DO THIS
Return the material from the line with "of white dome with a point." to the line with "(1010, 542)", both included, as a JSON list of strings with one string per line, leaving out blank lines.

MATERIAL

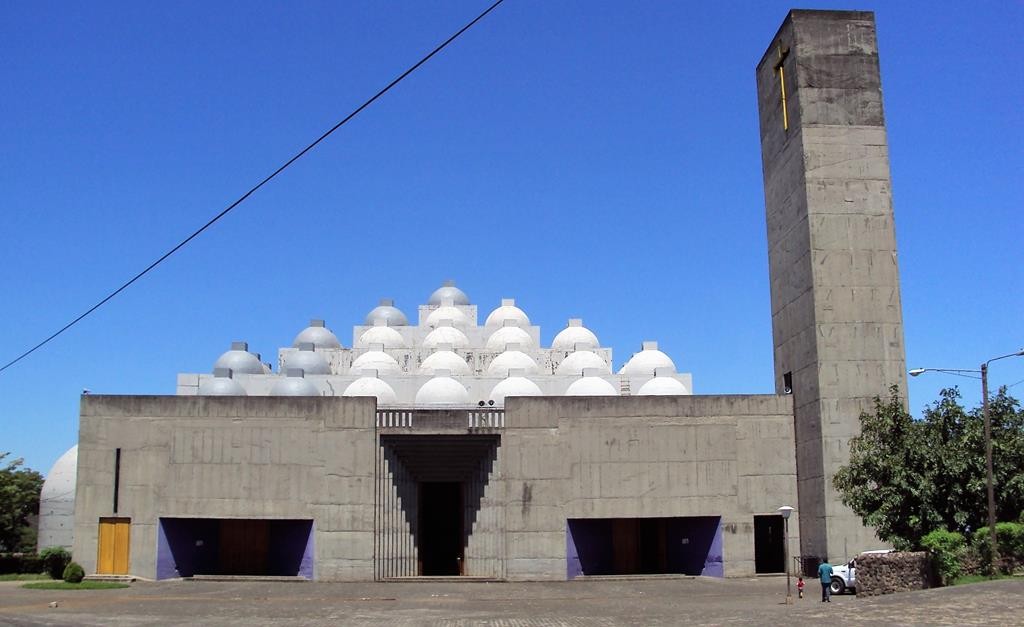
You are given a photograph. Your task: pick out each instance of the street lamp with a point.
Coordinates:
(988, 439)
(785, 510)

--

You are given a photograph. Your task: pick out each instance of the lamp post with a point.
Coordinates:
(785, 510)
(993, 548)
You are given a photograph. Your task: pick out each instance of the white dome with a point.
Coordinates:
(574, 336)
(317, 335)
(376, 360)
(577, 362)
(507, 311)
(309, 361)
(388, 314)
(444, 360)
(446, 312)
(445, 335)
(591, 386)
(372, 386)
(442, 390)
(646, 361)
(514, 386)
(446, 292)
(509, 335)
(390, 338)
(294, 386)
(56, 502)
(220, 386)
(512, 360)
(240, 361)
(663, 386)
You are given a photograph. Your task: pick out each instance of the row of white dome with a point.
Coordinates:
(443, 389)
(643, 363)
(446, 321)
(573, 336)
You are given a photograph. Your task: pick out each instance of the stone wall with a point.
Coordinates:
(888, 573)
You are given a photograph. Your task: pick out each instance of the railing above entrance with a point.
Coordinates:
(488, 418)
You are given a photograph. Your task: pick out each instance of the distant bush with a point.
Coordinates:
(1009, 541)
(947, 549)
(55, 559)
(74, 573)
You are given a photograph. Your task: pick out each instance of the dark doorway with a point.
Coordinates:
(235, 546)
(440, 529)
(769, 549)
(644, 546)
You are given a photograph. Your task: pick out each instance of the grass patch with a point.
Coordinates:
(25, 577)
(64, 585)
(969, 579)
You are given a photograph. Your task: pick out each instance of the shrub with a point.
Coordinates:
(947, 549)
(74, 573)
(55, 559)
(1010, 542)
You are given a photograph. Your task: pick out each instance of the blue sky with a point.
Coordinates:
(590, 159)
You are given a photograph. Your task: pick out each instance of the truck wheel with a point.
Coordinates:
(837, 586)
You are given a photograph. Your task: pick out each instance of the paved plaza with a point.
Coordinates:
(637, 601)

---

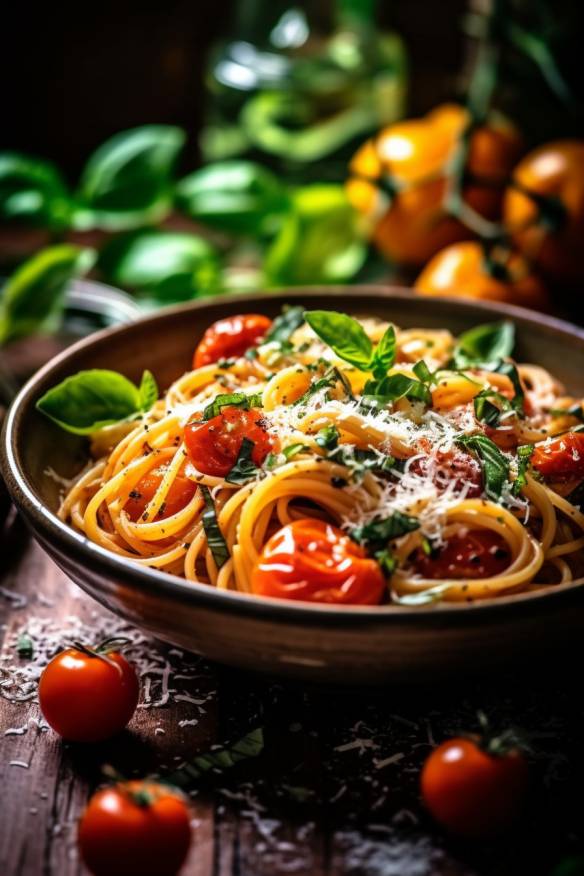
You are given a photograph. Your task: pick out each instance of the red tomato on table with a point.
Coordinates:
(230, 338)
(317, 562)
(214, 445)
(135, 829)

COMPLETED EXERCISE
[
  "You are given a photograph. Your task: pick out each instance of the row of white dome with a point.",
  "Coordinates:",
  "(443, 389)",
  "(643, 363)",
  "(446, 321)",
  "(573, 336)",
  "You are given a photograph. Your task: pick out each instance of the stone wall with a point.",
  "Coordinates:",
  "(888, 573)",
  "You are given a photograph. Your task: pick out each instance of the railing above entrance with a point.",
  "Coordinates:",
  "(488, 418)",
  "You are given a photograph. Your task: pick out each instance of the distant bush with a point.",
  "Coordinates:",
  "(1009, 541)",
  "(947, 549)",
  "(55, 559)",
  "(74, 573)",
  "You are given a photograph. Your task: pick out each instance of the dark doorway with a point.",
  "Coordinates:",
  "(235, 546)",
  "(440, 529)",
  "(769, 549)",
  "(644, 546)",
  "You are given a photograph. Your task: pick out each instance of the grass patch with a point.",
  "Coordinates:",
  "(25, 577)",
  "(64, 585)",
  "(969, 579)",
  "You are given a photograph. Your task: pick out each instance of the shrub with a point.",
  "Coordinates:",
  "(947, 549)",
  "(74, 573)",
  "(55, 559)",
  "(1010, 542)"
]